Records for this exercise:
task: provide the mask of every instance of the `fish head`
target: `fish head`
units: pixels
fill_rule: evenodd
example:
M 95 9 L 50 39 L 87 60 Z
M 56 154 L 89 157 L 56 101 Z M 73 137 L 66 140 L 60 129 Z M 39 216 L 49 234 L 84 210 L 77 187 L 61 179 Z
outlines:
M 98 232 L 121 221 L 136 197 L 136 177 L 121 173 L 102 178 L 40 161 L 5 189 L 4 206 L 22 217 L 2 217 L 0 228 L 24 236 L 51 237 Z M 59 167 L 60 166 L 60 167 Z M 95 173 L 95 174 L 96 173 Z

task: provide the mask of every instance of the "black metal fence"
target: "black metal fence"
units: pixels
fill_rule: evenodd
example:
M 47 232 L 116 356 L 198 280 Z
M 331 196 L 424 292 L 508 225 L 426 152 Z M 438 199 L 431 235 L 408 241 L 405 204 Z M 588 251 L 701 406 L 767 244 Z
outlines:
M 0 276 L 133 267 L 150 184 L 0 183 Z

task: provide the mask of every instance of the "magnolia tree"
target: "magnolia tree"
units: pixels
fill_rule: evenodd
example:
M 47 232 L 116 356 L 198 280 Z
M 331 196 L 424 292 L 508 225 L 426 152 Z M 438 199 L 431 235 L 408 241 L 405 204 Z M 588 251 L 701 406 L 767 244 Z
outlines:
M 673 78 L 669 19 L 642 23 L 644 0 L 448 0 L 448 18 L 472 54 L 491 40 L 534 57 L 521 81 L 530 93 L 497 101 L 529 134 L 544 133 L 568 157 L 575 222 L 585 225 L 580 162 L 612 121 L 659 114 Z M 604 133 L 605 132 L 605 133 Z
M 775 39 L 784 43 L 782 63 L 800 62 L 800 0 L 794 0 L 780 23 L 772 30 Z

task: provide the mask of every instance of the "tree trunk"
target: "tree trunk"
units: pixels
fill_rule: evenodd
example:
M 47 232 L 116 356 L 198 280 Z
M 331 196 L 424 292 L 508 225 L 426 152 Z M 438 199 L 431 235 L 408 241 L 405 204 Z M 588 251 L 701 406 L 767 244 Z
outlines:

Set problem: Copy every one of the items above verbatim, line for line.

The output:
task: provide the mask of every instance of the `fish head`
target: `fish head`
units: pixels
fill_rule: evenodd
example:
M 95 9 L 50 39 L 87 60 Z
M 56 154 L 89 157 L 56 101 Z M 73 137 L 66 140 L 60 129 Z M 39 216 L 49 234 L 84 210 L 77 187 L 61 179 Z
outlines:
M 98 232 L 121 221 L 136 197 L 136 177 L 121 173 L 102 178 L 40 161 L 5 189 L 4 206 L 22 217 L 2 217 L 0 228 L 24 236 L 51 237 Z M 59 167 L 60 166 L 60 167 Z M 95 173 L 95 174 L 96 173 Z

task: provide the mask of every instance of the "black metal fence"
target: "black metal fence"
units: pixels
fill_rule: evenodd
example:
M 47 232 L 116 356 L 198 280 Z
M 331 196 L 424 292 L 508 225 L 426 152 Z M 438 199 L 431 235 L 408 241 L 405 204 Z M 588 251 L 701 406 L 767 244 Z
outlines:
M 0 276 L 133 267 L 150 184 L 0 183 Z

task: provide the mask of every instance of the "magnolia tree"
target: "magnolia tree"
units: pixels
fill_rule: evenodd
example:
M 47 232 L 116 356 L 198 280 Z
M 331 196 L 424 292 L 508 225 L 426 152 Z M 438 199 L 431 235 L 408 241 L 405 204 Z M 588 251 L 701 406 L 767 244 Z
outlines:
M 673 78 L 669 19 L 642 23 L 644 0 L 448 0 L 448 18 L 472 54 L 491 40 L 534 57 L 521 81 L 530 93 L 497 101 L 529 134 L 544 133 L 568 157 L 575 222 L 585 225 L 580 162 L 612 121 L 659 114 Z M 604 133 L 605 132 L 605 133 Z
M 775 39 L 784 43 L 782 63 L 800 62 L 800 0 L 794 0 L 780 23 L 772 30 Z

task: provide the mask of every instance of the "tree trunk"
target: "tree trunk"
units: pixels
fill_rule: evenodd
example:
M 47 232 L 116 356 L 198 280 Z
M 331 196 L 424 292 L 508 225 L 426 152 Z M 438 199 L 431 235 L 408 241 L 405 204 Z M 588 251 L 701 406 L 767 244 Z
outlines:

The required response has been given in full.